(A block of data)
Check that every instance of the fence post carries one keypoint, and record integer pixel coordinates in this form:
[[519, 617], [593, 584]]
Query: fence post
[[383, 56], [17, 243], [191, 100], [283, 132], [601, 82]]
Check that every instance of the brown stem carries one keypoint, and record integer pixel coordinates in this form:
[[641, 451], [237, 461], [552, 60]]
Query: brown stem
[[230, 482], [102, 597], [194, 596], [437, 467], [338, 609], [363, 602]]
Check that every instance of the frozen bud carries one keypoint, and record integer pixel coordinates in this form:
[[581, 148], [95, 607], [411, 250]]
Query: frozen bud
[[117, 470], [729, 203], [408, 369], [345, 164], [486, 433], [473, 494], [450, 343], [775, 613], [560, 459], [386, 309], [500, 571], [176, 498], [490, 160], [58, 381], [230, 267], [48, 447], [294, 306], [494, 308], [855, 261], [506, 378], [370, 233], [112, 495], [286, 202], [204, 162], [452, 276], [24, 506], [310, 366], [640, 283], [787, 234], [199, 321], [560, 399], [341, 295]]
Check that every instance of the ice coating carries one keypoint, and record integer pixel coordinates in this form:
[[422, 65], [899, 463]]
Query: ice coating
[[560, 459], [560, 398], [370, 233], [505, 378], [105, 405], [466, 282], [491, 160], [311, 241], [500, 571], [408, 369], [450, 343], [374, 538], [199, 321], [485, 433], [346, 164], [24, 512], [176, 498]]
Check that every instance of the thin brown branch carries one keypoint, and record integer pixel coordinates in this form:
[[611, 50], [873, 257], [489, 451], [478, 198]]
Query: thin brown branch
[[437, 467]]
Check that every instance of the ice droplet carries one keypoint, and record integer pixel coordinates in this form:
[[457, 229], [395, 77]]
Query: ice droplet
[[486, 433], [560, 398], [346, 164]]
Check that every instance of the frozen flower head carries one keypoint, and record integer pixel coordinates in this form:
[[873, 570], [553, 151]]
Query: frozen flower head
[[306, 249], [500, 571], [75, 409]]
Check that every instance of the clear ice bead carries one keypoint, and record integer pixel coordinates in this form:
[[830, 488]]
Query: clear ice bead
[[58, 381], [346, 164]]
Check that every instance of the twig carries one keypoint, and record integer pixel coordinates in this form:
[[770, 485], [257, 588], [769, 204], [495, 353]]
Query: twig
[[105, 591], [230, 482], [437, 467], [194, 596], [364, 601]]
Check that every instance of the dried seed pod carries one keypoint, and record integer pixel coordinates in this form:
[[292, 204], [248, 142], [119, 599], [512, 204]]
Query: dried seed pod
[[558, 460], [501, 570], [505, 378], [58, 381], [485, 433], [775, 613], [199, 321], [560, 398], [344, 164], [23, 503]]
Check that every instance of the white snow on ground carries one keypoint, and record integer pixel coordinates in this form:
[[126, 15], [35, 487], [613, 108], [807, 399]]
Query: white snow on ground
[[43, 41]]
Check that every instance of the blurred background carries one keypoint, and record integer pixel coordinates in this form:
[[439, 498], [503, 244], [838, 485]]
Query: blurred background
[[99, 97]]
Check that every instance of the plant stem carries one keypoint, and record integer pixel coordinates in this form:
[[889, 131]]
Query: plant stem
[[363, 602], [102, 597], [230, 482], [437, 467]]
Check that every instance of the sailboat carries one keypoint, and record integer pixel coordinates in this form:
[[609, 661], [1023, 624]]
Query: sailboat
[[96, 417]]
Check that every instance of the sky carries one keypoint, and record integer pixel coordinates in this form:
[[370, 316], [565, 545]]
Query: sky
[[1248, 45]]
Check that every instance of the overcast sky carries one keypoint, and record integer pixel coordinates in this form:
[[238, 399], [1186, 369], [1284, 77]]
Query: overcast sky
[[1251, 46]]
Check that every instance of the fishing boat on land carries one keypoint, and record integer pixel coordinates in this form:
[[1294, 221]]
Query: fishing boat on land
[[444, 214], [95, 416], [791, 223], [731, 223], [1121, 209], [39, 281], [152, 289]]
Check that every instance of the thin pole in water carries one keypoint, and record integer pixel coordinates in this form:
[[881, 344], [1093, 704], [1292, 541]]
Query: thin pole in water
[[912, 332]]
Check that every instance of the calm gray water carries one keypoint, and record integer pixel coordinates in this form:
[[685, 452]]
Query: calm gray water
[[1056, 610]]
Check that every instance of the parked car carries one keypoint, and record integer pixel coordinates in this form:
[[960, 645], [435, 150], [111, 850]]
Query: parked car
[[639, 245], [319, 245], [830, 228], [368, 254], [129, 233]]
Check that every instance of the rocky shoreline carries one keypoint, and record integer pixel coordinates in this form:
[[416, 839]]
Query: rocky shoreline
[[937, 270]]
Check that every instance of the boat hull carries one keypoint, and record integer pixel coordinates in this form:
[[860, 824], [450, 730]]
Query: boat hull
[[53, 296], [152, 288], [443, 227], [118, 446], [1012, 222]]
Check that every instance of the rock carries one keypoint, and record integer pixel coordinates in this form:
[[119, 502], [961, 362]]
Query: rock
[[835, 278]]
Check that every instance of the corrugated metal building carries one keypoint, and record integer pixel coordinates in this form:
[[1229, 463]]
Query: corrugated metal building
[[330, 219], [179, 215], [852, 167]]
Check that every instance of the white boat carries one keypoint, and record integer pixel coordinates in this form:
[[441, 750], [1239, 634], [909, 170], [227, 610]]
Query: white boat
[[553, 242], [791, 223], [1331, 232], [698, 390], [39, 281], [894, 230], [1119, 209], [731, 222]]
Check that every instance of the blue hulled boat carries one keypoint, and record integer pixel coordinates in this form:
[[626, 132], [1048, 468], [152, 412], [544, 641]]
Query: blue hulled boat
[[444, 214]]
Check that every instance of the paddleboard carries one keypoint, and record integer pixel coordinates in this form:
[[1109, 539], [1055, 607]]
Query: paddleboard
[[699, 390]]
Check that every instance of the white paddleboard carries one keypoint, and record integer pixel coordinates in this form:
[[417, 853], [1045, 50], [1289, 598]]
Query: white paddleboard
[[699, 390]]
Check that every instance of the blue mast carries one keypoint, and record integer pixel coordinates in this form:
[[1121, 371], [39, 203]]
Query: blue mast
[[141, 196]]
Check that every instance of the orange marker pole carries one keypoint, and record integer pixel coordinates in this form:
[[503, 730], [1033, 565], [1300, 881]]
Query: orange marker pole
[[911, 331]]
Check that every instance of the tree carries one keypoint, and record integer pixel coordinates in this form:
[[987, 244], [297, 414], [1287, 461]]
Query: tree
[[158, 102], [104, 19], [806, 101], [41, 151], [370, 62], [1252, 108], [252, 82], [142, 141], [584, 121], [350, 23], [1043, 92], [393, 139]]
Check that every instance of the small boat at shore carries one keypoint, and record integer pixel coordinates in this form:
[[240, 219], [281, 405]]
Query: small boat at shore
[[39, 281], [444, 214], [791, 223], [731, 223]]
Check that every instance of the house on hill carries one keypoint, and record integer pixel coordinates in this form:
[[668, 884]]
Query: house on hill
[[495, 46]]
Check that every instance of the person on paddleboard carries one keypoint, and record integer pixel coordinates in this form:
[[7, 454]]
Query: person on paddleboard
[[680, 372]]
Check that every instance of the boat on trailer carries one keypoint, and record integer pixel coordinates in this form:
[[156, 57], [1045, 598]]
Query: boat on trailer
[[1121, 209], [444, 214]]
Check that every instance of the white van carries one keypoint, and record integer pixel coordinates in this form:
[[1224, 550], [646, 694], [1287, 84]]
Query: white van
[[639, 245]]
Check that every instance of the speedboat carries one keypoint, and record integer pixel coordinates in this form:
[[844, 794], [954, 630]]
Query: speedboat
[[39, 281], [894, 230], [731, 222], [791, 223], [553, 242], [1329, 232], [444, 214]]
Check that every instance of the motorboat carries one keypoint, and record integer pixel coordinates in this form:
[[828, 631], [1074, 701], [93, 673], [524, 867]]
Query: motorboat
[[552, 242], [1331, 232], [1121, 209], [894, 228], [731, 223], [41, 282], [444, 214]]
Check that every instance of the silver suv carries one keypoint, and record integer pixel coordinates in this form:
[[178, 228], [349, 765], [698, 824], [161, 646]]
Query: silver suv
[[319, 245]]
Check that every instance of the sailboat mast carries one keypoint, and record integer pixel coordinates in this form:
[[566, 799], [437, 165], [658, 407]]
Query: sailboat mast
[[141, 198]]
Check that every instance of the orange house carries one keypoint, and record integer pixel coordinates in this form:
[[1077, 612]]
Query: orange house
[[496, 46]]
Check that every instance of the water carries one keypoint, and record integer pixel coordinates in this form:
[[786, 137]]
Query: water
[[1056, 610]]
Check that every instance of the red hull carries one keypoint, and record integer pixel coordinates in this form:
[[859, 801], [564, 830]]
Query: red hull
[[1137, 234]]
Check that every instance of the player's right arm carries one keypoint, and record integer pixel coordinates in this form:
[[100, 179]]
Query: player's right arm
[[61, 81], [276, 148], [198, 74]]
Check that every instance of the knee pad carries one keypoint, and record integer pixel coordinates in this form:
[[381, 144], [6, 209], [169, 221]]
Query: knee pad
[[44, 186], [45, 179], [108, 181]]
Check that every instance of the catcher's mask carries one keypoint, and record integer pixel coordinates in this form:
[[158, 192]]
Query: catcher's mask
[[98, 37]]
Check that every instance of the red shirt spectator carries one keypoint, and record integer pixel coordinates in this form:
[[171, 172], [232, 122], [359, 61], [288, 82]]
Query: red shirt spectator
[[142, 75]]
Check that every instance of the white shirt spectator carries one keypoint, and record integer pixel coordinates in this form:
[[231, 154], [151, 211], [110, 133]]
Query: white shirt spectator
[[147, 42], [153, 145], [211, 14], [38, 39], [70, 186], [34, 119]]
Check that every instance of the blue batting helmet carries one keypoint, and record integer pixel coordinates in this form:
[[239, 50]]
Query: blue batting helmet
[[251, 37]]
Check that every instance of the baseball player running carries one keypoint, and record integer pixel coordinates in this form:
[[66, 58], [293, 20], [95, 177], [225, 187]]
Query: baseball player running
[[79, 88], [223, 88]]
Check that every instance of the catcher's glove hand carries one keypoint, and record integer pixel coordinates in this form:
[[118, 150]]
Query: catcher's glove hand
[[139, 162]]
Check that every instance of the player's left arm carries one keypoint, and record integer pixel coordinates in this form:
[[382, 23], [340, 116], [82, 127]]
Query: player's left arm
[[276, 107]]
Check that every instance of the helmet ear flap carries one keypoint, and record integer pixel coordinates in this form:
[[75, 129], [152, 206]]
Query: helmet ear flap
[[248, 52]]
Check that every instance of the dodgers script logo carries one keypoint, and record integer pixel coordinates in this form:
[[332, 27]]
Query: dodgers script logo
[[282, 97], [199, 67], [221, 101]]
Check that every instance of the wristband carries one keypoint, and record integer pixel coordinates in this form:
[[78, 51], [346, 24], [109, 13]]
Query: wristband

→ GOAL
Format the rows, starting with the line containing "Check that every instance of the orange marker" and going on through the line containing "[[911, 331]]", as a JSON list of strings, one string per line and blank lines left out.

→ TASK RESULT
[
  "Check that every instance of the orange marker pole carries one keypoint, and record integer pixel coordinates in this form:",
  "[[503, 730], [1033, 565], [1300, 881]]",
  "Query: orange marker pole",
  "[[911, 331]]"
]